**Your task:**
Pull out each line in the items below that contains the string "ball". Case counts.

**Provided information:**
-=-=-
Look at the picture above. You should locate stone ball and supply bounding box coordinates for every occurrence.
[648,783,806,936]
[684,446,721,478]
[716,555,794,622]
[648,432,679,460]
-=-=-
**Task answer:**
Look at the picture above. You should locate stone ball and supply bounding box coordinates for every occurrence.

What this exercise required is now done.